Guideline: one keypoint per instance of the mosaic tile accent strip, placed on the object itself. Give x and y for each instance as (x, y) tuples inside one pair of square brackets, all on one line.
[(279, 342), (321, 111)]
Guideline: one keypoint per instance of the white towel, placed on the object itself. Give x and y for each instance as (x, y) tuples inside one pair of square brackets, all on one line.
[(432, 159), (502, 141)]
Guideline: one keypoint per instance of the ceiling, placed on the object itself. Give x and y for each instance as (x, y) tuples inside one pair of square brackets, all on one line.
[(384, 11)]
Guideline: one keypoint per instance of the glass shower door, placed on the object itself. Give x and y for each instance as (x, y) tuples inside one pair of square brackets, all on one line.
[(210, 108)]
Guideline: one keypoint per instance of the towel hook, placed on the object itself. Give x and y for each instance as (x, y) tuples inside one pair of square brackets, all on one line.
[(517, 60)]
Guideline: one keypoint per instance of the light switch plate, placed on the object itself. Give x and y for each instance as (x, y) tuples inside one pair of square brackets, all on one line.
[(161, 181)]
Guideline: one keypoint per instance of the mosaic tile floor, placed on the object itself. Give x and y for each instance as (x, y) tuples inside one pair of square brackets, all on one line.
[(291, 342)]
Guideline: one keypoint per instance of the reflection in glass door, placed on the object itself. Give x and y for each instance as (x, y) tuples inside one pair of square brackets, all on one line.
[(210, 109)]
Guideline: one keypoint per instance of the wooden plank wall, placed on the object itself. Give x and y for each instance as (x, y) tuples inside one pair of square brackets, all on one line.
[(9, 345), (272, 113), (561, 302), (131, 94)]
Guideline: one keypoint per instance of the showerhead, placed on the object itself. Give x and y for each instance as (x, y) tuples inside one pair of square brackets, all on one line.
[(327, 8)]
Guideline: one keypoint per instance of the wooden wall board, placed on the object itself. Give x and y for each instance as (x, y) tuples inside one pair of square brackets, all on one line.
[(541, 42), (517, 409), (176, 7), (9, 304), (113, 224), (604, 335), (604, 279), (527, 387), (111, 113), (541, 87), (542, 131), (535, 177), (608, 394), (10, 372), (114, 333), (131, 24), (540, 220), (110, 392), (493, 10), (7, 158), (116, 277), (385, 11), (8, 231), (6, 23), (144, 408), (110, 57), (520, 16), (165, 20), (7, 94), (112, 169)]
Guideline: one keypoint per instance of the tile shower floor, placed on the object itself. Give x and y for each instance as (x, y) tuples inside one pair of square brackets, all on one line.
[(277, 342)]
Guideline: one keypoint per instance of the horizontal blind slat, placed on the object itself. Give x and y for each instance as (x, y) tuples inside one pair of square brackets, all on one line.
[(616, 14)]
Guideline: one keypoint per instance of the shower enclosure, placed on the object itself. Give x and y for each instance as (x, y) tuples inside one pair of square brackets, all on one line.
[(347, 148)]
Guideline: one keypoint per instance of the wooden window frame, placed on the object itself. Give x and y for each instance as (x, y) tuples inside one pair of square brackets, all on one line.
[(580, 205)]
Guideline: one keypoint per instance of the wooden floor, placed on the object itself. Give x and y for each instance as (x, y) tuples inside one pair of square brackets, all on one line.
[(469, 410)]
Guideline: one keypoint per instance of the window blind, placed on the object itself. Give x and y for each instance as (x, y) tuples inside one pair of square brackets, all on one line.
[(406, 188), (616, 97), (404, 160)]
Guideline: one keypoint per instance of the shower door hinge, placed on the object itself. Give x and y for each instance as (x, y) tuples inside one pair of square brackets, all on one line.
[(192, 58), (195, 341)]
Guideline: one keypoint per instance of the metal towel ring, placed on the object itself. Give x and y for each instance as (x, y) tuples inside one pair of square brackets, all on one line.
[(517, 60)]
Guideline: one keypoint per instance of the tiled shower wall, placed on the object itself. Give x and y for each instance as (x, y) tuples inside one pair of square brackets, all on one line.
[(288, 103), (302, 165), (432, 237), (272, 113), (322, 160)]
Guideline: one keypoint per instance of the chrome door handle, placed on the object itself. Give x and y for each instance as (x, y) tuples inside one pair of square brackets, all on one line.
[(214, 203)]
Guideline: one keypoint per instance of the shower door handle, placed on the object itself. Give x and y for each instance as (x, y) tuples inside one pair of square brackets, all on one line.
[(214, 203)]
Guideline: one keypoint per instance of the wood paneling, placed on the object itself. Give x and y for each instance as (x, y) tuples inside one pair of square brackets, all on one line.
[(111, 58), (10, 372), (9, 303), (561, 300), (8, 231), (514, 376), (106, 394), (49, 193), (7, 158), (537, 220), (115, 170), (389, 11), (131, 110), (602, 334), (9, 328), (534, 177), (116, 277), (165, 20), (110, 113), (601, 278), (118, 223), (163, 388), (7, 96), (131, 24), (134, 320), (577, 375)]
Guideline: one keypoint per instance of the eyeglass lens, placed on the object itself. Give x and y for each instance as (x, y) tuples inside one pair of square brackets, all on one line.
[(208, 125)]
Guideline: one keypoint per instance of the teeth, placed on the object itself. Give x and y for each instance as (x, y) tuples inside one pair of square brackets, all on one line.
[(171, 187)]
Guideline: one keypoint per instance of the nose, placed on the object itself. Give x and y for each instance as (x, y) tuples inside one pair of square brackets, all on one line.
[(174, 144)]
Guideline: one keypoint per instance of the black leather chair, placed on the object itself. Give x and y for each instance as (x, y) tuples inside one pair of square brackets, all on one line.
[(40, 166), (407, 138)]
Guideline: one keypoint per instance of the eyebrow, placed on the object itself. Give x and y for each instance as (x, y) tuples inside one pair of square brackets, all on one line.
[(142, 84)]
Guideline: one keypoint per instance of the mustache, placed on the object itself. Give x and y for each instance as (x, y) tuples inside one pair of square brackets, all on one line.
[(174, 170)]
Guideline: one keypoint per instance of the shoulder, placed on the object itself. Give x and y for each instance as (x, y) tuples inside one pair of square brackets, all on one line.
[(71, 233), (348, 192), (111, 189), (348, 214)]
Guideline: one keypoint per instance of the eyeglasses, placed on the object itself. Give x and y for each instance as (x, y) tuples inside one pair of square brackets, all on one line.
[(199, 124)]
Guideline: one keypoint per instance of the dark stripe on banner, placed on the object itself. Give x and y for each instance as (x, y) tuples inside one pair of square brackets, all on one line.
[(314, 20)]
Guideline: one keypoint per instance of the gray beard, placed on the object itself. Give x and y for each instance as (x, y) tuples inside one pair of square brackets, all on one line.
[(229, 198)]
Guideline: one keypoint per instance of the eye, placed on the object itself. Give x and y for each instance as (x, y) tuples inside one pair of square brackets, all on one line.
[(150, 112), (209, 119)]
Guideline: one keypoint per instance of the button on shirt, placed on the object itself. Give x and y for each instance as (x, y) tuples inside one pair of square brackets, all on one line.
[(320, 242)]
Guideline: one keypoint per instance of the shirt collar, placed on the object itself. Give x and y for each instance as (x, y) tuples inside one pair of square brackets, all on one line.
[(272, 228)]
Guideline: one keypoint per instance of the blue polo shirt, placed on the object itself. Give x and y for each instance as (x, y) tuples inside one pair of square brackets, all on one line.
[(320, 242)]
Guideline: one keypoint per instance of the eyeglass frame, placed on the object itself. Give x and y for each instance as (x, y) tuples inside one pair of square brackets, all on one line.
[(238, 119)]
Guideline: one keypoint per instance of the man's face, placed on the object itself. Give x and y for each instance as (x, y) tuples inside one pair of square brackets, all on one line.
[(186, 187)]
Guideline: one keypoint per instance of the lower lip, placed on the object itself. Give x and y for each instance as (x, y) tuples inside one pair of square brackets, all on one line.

• _Task_
Without leaving anything out, output all of the data above exactly.

• _Written solution_
Guideline: one keypoint per instance of the mosaic tile accent strip, placed on the object itself. Give x and y for each instance as (x, y) tuples inside one pair of square brackets, all on one line.
[(279, 342), (321, 111)]
Guideline: one keypoint per instance of the white towel, placed on the object itself. Give x and y for each instance as (x, y) tuples inside one pair of square brackets, all on one line.
[(432, 159), (502, 141)]
Guideline: one keypoint per instance of the ceiling, placed on the object itself. Give x and y for each instance as (x, y) tuples inside one pair of square brackets, all on one line.
[(384, 11)]
Guideline: one keypoint per instance of the glass shower door, placed on the object itself. Give x and y for each instance as (x, y) tuples inside one pair of square brackets, all on one line.
[(210, 108)]
Guideline: one keypoint per instance of the towel hook, placed on the object itself. Give x and y for each instance as (x, y) tuples inside one pair of square brackets, all on one line.
[(517, 60)]
Guideline: one keypoint per instance of the light switch plate, placed on the object itself. Give x and y for each instance as (x, y) tuples inside one pair of square brackets, all on one line.
[(161, 181)]
Guideline: one keypoint per instance of the mosaic tile floor, placed on the object itself. Give x and y for each instance as (x, y) tuples inside one pair of square brackets, all on one line.
[(291, 342)]
Guideline: one keypoint per instance of the reflection in glass door, placed on the object itself. Give x and y for each instance as (x, y) tuples inside one pair of square brackets, all on one line.
[(210, 109)]
Guideline: one keypoint per instance of the wooden plank wall, placed on the object itself. Give x and y for each instance as (x, y) tuples inside one pair of square brackets, all on one line.
[(9, 345), (272, 113), (561, 302), (131, 94)]
Guideline: one keypoint per instance of the showerhead, placed on the object itself. Give x and y for each instance as (x, y) tuples inside one pair of square brackets, all on one line.
[(327, 8)]
Guideline: one keypoint per instance of the wooden wall board, placed on the object itself. Give x and y for each instance as (x, y) tuples inside one pair of square brackets, all on one line.
[(541, 42), (517, 409), (176, 7), (9, 304), (113, 224), (604, 335), (604, 279), (527, 387), (111, 113), (541, 87), (542, 131), (535, 177), (608, 394), (10, 372), (114, 333), (131, 24), (540, 220), (110, 392), (493, 10), (7, 158), (116, 277), (385, 11), (8, 231), (6, 23), (144, 408), (110, 57), (520, 16), (165, 20), (7, 94), (112, 169)]
Guideline: one keypoint per instance of the tile shower floor, placed on the object itself. Give x and y for each instance as (x, y) tuples inside one pair of square brackets, all on one line.
[(277, 342)]
Guideline: one keypoint per instance of the horizontal blind slat, placed on the object itself. Give x and y for each instance as (x, y) tuples inside one pair of square brackets, all on one line.
[(616, 14)]
Guideline: one keypoint per instance of the shower enclosure, placed on the object itself. Give x and y for each instance as (x, y) tuples inside one pair of square brackets, all on one line.
[(347, 148)]
Guideline: one keypoint per instance of the wooden window frame, placed on the object itself. Give x and y for each instance as (x, y) tuples inside one pair of square brackets, all on one line.
[(580, 205)]
Guideline: one keypoint per instance of the wooden floor, placed on the object itself. Give x and y for each instance as (x, y) tuples inside one pair of square brackets, all on one line.
[(469, 410)]
Guideline: one keypoint per instance of the window blind, placed on the object itself. Give x and y for each instance as (x, y) tuples inside one pair of square brackets, all on one line.
[(406, 188), (616, 97), (404, 160)]
Guideline: one keypoint per instance of the shower door hinge, placed on the object itself. Give x and y for each instance as (x, y) tuples inside one pair of square brackets, all on one line.
[(192, 58), (195, 341)]
Guideline: one keypoint per instance of the metal towel ring, placed on the object itself. Give x and y for each instance as (x, y) tuples inside one pair of square brackets, all on one line.
[(517, 60)]
Guideline: one keypoint per instance of the tiled shower wall, placed on the object itself. Give x and y for each instance as (x, y) tuples inside one pair of square brackets, all on one line.
[(288, 103), (302, 165), (432, 237), (272, 113), (322, 160)]
Guideline: one keypoint per instance of the chrome door handle, placed on the object itself. Give x and y for each instance as (x, y) tuples inside one pair of square brackets, all on one line.
[(214, 203)]
Guideline: one keypoint per instance of the shower door handle, placed on the object itself. Give x and y for each instance as (x, y) tuples inside one pair of square brackets, all on one line.
[(214, 203)]
Guideline: one keypoint per instance of the wood paneling, placed on the object itself. Give x and y for each instance as (x, y) tuples inside one pair of square brackets, all on one line.
[(111, 58), (10, 372), (9, 303), (561, 300), (8, 231), (514, 376), (106, 394), (49, 193), (7, 158), (537, 220), (115, 170), (389, 11), (131, 110), (602, 334), (9, 328), (534, 177), (116, 277), (165, 20), (110, 113), (601, 278), (118, 223), (163, 388), (7, 96), (131, 24), (134, 320), (577, 375)]
Guideline: one keypoint per instance of the eyeglass lens, placed on the object itself. Give x and y for each instance as (x, y) tuples inside one pair of square brackets, all on one line.
[(208, 125)]
Guideline: one keypoint per instance of the teeth, placed on the object itself. Give x and y for each instance as (x, y) tuples inside one pair of square brackets, all on one line.
[(171, 187)]
Guideline: one keypoint per instance of the nose, placed on the object itself. Give x and y for each instance as (x, y) tuples inside one pair of square brackets, all on one line.
[(174, 144)]
Guideline: one keypoint per instance of the black leather chair, placed on the object itself. Give x and y for each instance as (x, y) tuples inside one pair of square brackets, all on one line.
[(40, 166), (407, 138)]
Guideline: one keypoint per instance of the eyebrow, placed on the object itself. Give x and y for each instance as (x, y) tuples inside one pair of square brackets, all on one line.
[(142, 84)]
Guideline: one keypoint per instance of the mustache, placed on the object itself. Give x and y for each instance as (x, y) tuples inside one pair of square brackets, all on one line.
[(174, 170)]
Guideline: one keypoint per instance of the shoulder, placed on the object itself. Give x and y for each instance as (x, y) tuples inside one pair of square brackets, all on one line.
[(71, 233), (348, 192), (111, 189), (348, 214)]
Guideline: one keypoint per instance of the eyeglasses, placed on the object itself. Give x and y for each instance as (x, y) tuples inside one pair of square brackets, all on one line.
[(199, 124)]
Guideline: one keypoint per instance of the dark stripe on banner, placed on the object itself. Give x and y for each instance as (x, y) tuples inside one pair of square brackets, all on one line.
[(314, 20)]
Guideline: one keypoint per instance of the gray beard, placed on the object itself. Give x and y for each instance as (x, y) tuples inside one pair of square brackets, all on one line.
[(229, 198)]
Guideline: one keypoint per instance of the eye, placed on the object itself. Give x and y for each instance as (x, y) tuples inside one pair of square brackets, all on one line.
[(150, 112), (209, 119)]
Guideline: one keypoint per instance of the button on shirt, placed on the object itself. Give x and y for each instance as (x, y) tuples inside one pair of square brackets, all on one line.
[(320, 242)]
Guideline: one keypoint per instance of the shirt collar, placed on the object itself. Give x and y for each instance as (x, y) tuples inside one pair of square brackets, all on one line.
[(272, 228)]
Guideline: one keypoint per instance of the blue polo shirt, placed on the object itself. Give x and y for each instance as (x, y) tuples inside one pair of square brackets, all on one line.
[(320, 242)]
Guideline: one keypoint per instance of the eyeglass frame, placed on the object itself. Give x and y for each instance as (x, y) tuples inside one pair of square brackets, all on one line.
[(238, 119)]
Guideline: one keypoint per instance of the man's face, placed on the object itself. Give x and y for each instance as (x, y) tuples inside one pair of square brackets, all on one line.
[(186, 187)]
Guideline: one keypoint per instance of the lower lip, placed on the object itself. Give x and y for each instance as (x, y) tuples inside one pair of square brackets, all on one line.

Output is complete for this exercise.